What the exercise asks: Once the line with "For each matching" is found in the material, write out that line and every later line exactly, through the end.
-=-=-
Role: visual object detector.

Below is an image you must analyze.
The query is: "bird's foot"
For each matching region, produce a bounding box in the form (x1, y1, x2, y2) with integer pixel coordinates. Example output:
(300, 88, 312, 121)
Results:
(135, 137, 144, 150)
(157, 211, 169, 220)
-=-=-
Expected answer:
For each matching region, produce a bounding box in the form (x1, y1, x2, y2) with integer pixel coordinates. Example output:
(300, 88, 312, 121)
Results:
(135, 137, 144, 150)
(157, 211, 169, 220)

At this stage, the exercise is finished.